*Dataset excerpts on object pointing*
━━━━━━━━━━

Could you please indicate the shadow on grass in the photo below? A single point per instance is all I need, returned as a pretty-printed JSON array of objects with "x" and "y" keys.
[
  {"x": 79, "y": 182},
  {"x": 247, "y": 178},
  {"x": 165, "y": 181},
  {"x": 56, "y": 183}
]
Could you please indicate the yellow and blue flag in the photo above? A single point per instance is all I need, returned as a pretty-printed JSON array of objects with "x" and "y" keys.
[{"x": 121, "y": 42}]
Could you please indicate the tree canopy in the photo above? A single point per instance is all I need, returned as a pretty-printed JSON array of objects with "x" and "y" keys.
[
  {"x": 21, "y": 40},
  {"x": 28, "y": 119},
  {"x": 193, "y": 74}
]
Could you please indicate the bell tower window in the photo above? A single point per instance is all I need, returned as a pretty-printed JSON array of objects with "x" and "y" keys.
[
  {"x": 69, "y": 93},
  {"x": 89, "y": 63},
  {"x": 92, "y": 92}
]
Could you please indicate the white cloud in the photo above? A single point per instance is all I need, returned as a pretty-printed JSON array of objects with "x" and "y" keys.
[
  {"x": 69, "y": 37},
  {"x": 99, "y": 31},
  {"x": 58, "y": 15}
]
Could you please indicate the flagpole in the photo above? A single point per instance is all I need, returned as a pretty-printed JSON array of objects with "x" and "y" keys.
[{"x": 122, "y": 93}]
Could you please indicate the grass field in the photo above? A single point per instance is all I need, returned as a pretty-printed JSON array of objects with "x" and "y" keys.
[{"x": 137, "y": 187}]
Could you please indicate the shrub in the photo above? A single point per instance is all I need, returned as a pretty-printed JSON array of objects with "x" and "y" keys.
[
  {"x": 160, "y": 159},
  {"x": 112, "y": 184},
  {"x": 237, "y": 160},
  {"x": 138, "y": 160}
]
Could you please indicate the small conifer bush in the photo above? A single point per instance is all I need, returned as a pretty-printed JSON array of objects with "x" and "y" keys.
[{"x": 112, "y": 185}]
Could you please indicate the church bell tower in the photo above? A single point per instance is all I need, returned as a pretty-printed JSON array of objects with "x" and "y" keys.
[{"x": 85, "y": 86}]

━━━━━━━━━━

*Problem to work on*
Give the records from the line with "Could you please indicate the small" through the end of the records as a two-column CSV with the columns text and answer, one row per record. Put each value in a single quoted field and replace line breaks with spaces.

*Written reply*
text,answer
"Could you please indicate the small conifer bush in the photo above? A single point per instance is all I need, returned as a pretty-printed JSON array of objects with ""x"" and ""y"" keys.","[{""x"": 112, ""y"": 185}]"
"Could you please indicate the church bell tower in the photo above? A single point per instance is all I need, returned as a pretty-printed JSON array of objects with ""x"" and ""y"" keys.","[{""x"": 85, ""y"": 86}]"